━━━━━ SUPPLIED INFORMATION
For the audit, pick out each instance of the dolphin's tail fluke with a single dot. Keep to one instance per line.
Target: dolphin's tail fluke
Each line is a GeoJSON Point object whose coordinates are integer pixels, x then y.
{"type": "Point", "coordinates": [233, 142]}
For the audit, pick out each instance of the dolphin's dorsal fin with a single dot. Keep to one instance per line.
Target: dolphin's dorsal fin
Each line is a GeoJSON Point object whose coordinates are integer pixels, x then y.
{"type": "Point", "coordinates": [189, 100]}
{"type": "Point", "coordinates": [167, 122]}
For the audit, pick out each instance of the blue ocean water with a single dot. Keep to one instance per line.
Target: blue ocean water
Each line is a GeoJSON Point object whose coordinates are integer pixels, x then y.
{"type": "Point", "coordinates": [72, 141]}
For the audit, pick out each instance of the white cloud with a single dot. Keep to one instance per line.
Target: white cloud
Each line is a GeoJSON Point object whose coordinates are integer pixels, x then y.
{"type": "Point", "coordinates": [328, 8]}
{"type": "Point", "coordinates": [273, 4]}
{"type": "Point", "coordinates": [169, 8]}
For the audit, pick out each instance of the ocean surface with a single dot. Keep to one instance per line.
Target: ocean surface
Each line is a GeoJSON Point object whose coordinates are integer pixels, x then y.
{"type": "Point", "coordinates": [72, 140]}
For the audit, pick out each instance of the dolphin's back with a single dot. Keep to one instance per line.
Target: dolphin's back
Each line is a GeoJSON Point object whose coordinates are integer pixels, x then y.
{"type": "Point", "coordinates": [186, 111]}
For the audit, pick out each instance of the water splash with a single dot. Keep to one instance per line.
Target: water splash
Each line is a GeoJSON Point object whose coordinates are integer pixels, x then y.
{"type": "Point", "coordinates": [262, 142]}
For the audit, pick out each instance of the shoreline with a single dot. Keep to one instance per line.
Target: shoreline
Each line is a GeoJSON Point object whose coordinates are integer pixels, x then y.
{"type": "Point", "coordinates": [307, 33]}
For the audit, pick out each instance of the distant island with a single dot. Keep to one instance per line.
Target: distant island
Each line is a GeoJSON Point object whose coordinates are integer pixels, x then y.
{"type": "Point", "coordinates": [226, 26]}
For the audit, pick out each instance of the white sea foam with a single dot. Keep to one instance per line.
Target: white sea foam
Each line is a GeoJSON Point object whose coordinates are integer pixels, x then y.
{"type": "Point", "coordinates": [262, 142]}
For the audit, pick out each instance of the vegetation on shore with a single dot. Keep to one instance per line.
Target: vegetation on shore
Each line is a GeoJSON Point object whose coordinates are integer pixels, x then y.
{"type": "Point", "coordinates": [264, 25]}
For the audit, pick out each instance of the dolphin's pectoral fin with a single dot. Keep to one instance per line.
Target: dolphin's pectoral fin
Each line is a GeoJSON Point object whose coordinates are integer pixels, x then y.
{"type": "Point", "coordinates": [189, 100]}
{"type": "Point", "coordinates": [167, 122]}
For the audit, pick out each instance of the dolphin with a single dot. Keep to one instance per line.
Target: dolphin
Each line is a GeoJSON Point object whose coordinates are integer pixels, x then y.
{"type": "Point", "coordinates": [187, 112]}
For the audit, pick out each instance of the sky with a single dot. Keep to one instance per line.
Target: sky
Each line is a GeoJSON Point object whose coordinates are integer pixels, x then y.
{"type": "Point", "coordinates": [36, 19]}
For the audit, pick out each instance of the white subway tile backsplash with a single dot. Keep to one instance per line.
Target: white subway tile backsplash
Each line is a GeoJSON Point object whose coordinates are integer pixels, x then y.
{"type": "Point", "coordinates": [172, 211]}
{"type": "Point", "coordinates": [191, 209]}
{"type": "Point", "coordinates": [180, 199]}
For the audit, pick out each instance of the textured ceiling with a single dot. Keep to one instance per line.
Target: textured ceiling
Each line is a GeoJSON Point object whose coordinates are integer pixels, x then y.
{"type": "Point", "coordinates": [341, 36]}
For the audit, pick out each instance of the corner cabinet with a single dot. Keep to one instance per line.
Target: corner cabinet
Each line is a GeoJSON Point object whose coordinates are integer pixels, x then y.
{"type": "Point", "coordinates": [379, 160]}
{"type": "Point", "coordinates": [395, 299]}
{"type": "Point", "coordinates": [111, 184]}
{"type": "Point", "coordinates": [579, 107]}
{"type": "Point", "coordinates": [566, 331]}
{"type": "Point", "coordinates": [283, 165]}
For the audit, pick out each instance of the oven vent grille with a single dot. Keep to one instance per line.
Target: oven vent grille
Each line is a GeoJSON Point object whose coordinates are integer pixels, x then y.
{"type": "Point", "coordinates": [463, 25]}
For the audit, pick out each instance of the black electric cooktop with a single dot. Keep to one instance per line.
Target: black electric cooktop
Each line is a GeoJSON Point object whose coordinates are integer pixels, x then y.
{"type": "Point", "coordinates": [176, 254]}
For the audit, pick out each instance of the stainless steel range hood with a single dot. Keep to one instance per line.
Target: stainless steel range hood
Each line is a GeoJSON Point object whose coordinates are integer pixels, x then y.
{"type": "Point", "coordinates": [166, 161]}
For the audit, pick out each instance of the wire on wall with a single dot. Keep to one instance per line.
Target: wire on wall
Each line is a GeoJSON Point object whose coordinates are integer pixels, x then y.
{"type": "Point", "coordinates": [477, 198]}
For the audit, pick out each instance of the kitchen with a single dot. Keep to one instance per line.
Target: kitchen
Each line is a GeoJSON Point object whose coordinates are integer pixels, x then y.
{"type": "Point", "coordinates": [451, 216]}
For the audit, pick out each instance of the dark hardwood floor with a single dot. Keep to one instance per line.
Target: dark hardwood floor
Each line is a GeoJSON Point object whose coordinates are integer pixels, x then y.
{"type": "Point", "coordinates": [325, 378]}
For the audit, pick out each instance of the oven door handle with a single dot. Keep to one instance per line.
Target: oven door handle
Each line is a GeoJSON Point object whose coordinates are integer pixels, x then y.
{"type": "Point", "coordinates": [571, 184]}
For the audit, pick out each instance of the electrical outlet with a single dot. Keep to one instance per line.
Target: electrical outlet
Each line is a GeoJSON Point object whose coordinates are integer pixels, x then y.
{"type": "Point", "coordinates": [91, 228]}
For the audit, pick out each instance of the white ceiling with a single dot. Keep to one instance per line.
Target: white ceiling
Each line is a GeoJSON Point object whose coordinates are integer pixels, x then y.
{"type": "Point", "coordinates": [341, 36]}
━━━━━━━━━━
_REQUIRED WORK_
Rewrite only the lines that start with the one containing "For the audit, pick out each instance of the electrical" and run through the end of the records, requests included. Shift every coordinate in the answers by -5.

_PROBLEM SOLUTION_
For the audit, pick out each instance of the electrical outlet with a single dot. Keep to one instance per line.
Target: electrical outlet
Each line is a GeoJSON Point object whose coordinates are integer pixels, x then y.
{"type": "Point", "coordinates": [86, 223]}
For the audit, pick out each instance of the white ceiling with a single dot. Keep to one instance per line.
Target: white ceiling
Each line is a GeoJSON Point object whose coordinates are integer pixels, x then y.
{"type": "Point", "coordinates": [336, 31]}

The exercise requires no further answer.